----- Supplied passage

They were temporarily isolated after the rapid tests that they took along with other 300 merchants on Saturday (July 25) showed the reactive results, Head of Surabaya's Public Order Agency (Satpol PP) Eddy Christijanto told local journalists on Sunday.
The Surabaya city administration has intensified its COVID-19 testing program to halt the spread of novel coronavirus disease by facilitating local residents, including merchants at the city's traditional markets, to take rapid and swab tests, he said.
The similar testing program had earlier been conducted at the Keputran Utara and Keputran Selatan Markets, he said, adding that the rapid and swab tests would likely be held at all traditional markets around the city.
The Surabaya city government involves medical workers, Satpol PP personnel as well as those from the law enforcement agencies to make the COVID-19 testing program successful because not all of the merchants are willing to take the tests, he said.
Those attempting to get rid of the rapid and swab tests at the Pabean and Panggung Street Markets could not do anything after all access roads had been closed by the city police and military apparatuses, he said.
"They are allowed to leave the COVID-19 testing area only if they have got legal notices confirming that they have taken rapid tests with non-reactive results," he said.
The Surabaya city government has been attempting to flatten the COVID-19 curve by implementing the preventive measures mandated by the government's health protocols.
In breaking the chain of COVID-19 in the city, Surabaya Mayor Tri Rismaharini had even led an intensified public awareness campaign on the importance of consistently wearing face masks and implementing other preventive measures.
On July 12, for instance, along with several officials from Surabaya's regional apparatus organization (OPD) and those from the city police and Satpol PP, Rismaharini made her impromptu visit to several markets and neighborhoods around the city.

----------

• _Set of tasks_
1. Revise the Surabaya testing article, starting at "In breaking the" and ending at "neighborhoods around the city.", and replace "impromptu" with "unannounced".
2. Carry on the article about COVID-19 testing at Surabaya's markets from the point where it stops.

----- Given data

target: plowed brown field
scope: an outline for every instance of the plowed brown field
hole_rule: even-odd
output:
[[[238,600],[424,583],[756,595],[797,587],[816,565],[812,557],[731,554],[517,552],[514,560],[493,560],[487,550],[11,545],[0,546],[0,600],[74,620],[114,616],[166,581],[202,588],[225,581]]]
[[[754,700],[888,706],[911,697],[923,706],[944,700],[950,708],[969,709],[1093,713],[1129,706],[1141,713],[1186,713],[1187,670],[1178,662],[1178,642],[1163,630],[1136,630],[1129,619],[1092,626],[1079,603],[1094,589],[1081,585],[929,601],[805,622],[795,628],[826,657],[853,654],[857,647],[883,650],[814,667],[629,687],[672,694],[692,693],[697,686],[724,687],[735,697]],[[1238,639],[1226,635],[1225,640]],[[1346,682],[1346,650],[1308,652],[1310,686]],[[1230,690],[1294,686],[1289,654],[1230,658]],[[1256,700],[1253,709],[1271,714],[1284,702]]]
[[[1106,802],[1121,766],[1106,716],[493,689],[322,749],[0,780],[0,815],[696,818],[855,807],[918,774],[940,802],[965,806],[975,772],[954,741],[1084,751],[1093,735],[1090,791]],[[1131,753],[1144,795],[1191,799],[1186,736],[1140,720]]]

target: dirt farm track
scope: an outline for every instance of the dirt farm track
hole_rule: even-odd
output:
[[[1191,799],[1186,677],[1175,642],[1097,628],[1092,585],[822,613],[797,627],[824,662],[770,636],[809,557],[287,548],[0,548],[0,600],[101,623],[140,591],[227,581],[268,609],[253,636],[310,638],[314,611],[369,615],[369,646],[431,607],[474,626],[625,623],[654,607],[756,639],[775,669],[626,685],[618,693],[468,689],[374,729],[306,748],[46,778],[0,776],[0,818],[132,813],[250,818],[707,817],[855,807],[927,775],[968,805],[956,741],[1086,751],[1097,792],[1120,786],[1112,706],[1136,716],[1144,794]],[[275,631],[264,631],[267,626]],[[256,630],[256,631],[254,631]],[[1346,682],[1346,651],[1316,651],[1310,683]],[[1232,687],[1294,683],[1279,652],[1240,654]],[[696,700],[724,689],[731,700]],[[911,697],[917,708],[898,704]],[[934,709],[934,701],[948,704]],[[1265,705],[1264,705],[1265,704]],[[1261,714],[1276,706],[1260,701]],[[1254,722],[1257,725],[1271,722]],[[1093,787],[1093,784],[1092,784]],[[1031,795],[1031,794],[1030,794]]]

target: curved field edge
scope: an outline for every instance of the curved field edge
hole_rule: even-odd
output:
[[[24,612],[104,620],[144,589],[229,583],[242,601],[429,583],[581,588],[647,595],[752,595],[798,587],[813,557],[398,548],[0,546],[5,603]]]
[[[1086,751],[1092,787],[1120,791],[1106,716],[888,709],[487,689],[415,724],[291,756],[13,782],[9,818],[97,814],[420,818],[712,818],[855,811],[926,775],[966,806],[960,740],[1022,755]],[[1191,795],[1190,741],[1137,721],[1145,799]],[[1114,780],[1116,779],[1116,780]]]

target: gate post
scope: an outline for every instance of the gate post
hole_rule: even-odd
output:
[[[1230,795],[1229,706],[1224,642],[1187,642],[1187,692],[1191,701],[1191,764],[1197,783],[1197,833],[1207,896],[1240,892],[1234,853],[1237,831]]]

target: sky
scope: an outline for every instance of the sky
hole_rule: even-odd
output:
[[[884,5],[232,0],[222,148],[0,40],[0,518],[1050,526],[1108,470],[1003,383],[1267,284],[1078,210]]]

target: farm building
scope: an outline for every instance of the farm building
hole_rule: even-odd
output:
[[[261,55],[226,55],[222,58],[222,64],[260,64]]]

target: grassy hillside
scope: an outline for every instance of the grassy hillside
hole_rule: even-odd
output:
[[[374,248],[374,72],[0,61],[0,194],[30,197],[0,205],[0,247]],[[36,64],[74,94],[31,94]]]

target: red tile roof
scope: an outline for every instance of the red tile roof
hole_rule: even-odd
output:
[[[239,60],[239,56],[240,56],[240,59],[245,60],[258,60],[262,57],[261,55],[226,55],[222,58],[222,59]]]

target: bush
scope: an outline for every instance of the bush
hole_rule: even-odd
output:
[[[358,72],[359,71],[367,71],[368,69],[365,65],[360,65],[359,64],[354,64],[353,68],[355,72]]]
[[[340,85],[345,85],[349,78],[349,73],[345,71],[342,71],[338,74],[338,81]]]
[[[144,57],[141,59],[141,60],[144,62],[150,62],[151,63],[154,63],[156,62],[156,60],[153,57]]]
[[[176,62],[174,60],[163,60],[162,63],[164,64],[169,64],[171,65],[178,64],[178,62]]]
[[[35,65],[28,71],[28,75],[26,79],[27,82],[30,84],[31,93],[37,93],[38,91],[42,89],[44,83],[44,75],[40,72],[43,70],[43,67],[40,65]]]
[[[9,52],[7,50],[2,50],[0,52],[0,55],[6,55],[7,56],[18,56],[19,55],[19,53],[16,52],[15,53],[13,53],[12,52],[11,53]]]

----------

• _Exercise answers_
1.
In breaking the chain of COVID-19 in the city, Surabaya Mayor Tri Rismaharini had even led an intensified public awareness campaign on the importance of consistently wearing face masks and implementing other preventive measures.
On July 12, for instance, along with several officials from Surabaya's regional apparatus organization (OPD) and those from the city police and Satpol PP, Rismaharini made her unannounced visit to several markets and neighborhoods around the city.

2.
She rode a motorcycle during her impromptu visit to such places as Pakis, Krempyeng Putat Jaya, Mbok Abang, Ghanok, Soponyono, and Paing markets as well as the neighborhood areas of Banyu Urip Kidul, Simo Gunung Kramat Timur, and Simo Kwagean Kuburan.
During her visit to the places, including small villages, around this capital city of East Java Province, Rismaharini appealed to local residents to keep wearing face masks and maintaining physical distancing measure while venturing outdoors.
When seeing adults and kids who did not wear face masks, she asked her assistants to distribute the face masks to them.
"I appeal to all residents of Surabaya to respect the COVID-19 protocols through this public awareness campaign," she said.
Coronavirus infections initially surfaced in the Chinese city of Wuhan at the end of 2019.
Since then, COVID-19 has spread to over 215 countries and territories, including 34 provinces of Indonesia, with a massive spurt in death toll.
The Indonesian government officially confirmed the country's first cases on March 2 this year. Surabaya has become one of Indonesia's cities with relatively high COVID-19 cases.